The Katingan Peatland Restoration and Conservation Project covers an area of about 150,000 hectares in Central Kalimantan, Indonesia. The project was created in 2007 by an Indonesian company called PT Rimba Makmur Utama. The director of the company is Dharsono Hartono.
Hartono studied at Cornell University, and worked in real estate at JP Morgan. In 2007, Rezal Kusumaatmadja, a friend of his from Cornell, told Hartono about the possibility of making money out of protecting rainforest. In 2016, Hartono told PRI,
“Suddenly my JP Morgan head blipped and said, ‘This is just like real estate. If you manage it properly, there will be value, there will be appreciation, you can make money out of it.’”
Together, they set up PT Rimba Makmur Utama and the Katingan project. Kusumaatmadja is Chief Operating Officer of the company. The project today is a partnership between PT Rimba Makmur Utama, Wetlands International, Puter Foundation, and Permian Global (more on Permian Global later).
Hartono had hoped to be selling carbon credits within two years. But the Ministry of Forestry only approved the Ecosystem Restoration Concession in October 2013 – and even then the concession covered about 100,000 hectares, around half of the area the company had applied for. Three years later, the Department for Environment and Forestry approved a second concession covering almost 50,000 hectares.
In November 2016, the project was verified and validated under the Verified Carbon Standard (VCS) and the Climate, Community and Biodiversity Alliance (CCBA). Hartono told PRI,
“It has almost been nine years and we are still not making revenue. If I would have known that this was going to be this complex, I would have walked away.”
The first carbon credits from the project were issued in May 2017, ten years after the project started. Two recent announcements suggest that the project could at last make some money:
- In April 2019, Shell announced that it would spend US$300 million on natural climate solutions to offset emissions from people using Shell petrol and diesel in the Netherlands. One of the projects that Shell buys carbon credits from is the Katingan project.
- In September 2019, Volkswagen announced that it would buy carbon offsets from the Katingan project.
REDD: “Totally absurd”
Recently, Daphné Dupont-Nivet, a Dutch journalist with Investico, and Indonesian journalists, Gabriel Wahyu Titiyoga from Tempo and Aqwam Fiazmi Hanifan from Narasi, took a closer look at the Katingan project. Dupont-Nivet’s articles (in Dutch) are available in the Dutch newspapers Trouw, and De Groene Amsterdammer, and on the Investico website. Indonesian articles are due to be published soon.
The journalists studied reports about the project, spoke to scientists, conservationists, project developers, and certifiers, and with the help of experts they analysed satellite images of the concession area.

Data:

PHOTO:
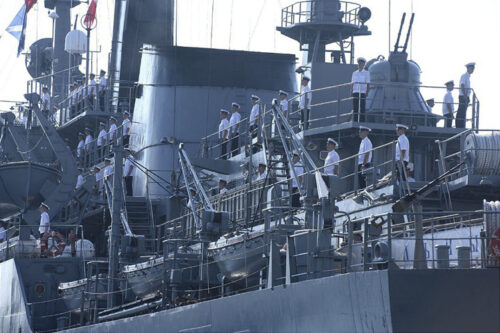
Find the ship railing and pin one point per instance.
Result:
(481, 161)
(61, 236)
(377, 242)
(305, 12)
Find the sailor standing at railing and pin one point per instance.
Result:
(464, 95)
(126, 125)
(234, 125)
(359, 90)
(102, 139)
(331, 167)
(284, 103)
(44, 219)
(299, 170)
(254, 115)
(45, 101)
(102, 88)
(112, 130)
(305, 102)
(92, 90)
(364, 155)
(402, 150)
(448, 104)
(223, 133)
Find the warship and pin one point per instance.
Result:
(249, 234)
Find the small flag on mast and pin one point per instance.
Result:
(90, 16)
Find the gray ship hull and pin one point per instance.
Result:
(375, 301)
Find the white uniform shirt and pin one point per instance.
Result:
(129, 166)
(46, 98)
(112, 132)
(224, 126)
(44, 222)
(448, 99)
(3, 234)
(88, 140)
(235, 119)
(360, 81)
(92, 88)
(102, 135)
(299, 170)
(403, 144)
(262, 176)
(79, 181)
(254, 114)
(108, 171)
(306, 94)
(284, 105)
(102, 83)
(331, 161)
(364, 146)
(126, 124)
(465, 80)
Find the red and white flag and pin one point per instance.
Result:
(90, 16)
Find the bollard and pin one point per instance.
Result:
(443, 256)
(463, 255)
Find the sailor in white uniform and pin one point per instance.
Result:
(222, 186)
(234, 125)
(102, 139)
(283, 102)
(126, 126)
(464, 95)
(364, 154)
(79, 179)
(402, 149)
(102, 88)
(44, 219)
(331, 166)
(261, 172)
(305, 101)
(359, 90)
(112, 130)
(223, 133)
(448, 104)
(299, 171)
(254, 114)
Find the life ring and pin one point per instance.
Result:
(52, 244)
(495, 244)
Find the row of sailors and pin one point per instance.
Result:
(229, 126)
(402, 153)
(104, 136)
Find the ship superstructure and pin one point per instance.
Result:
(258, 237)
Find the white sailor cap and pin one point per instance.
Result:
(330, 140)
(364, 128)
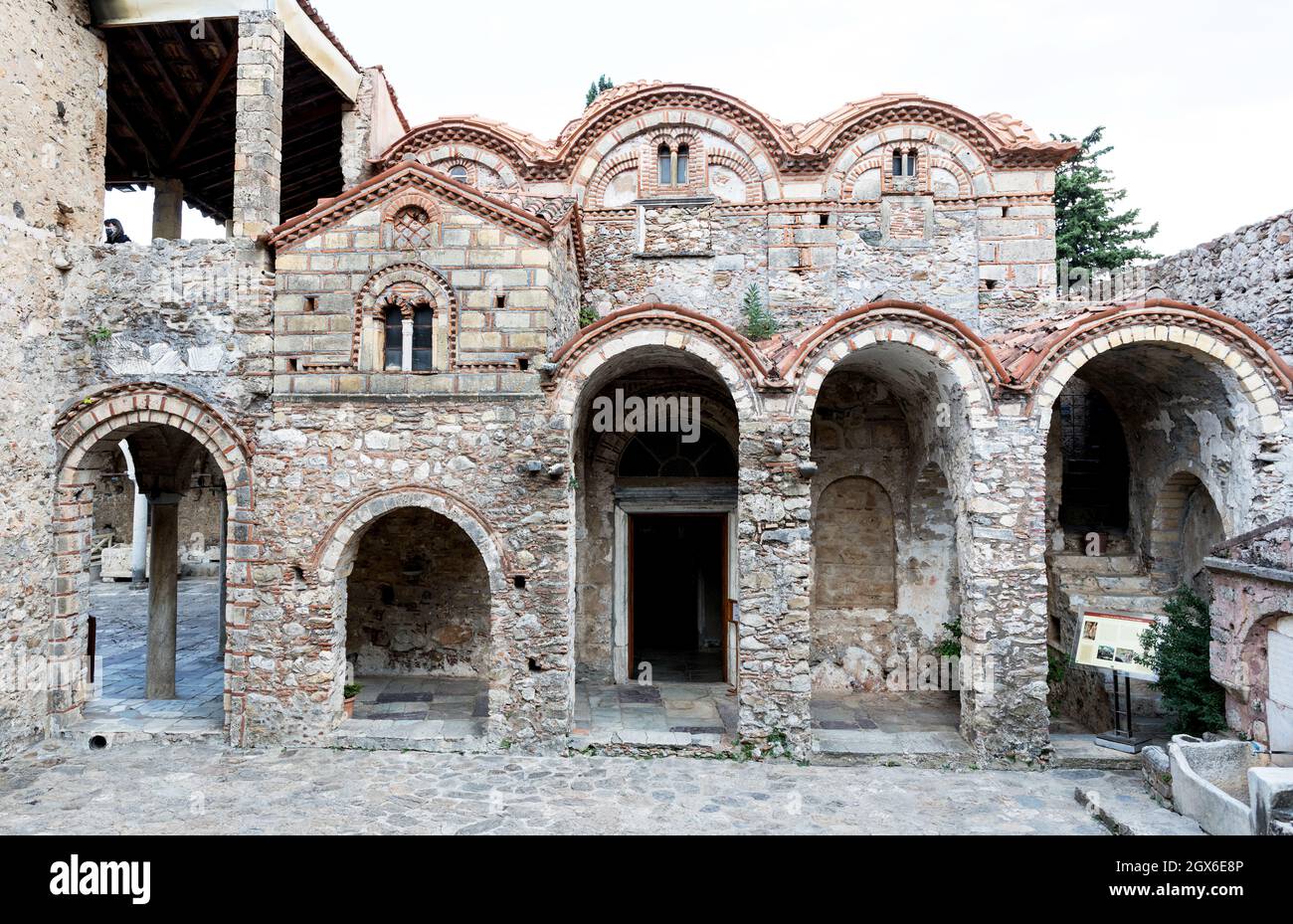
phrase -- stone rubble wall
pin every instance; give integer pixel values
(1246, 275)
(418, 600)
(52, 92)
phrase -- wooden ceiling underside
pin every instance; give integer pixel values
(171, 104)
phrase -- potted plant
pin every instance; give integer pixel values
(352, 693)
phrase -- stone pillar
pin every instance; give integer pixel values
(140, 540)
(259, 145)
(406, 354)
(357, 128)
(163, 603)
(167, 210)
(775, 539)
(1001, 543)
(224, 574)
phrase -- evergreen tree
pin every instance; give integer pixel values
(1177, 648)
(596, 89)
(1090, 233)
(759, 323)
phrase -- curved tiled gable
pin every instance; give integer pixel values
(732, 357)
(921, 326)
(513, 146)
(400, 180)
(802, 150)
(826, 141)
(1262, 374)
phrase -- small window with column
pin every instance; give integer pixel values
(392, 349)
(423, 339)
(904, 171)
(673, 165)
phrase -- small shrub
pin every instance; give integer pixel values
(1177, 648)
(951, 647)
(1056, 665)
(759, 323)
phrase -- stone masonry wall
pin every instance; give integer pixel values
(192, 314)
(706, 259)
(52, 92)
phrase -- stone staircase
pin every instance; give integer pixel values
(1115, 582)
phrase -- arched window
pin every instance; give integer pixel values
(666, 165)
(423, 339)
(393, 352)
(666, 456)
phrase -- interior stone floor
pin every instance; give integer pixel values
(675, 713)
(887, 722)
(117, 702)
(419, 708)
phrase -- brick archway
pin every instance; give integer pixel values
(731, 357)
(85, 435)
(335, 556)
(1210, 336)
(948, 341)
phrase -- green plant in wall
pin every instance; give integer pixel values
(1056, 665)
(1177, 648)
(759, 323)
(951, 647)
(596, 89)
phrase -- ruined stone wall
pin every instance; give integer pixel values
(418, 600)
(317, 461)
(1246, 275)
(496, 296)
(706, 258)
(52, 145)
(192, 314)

...

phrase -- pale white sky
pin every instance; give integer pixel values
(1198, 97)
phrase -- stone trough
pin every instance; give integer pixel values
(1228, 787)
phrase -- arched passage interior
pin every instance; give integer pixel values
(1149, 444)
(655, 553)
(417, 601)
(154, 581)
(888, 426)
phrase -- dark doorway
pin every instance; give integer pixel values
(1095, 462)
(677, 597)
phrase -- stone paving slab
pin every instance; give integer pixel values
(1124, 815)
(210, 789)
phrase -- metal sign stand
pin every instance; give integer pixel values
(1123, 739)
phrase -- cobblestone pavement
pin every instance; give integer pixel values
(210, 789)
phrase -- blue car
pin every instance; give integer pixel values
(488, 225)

List of tasks:
#1 According to the passage on the Katingan project, when were the project's first carbon credits issued?
#2 Find each line in the records that contains the word "uniform".
The passage on the Katingan project and the records are unrelated to each other.

Answers given:
#1 The first carbon credits were issued in May 2017, ten years after the project started.

#2
Find the white uniform shirt and pin one point per instance.
Find the sailor in white uniform and pin one point per instance.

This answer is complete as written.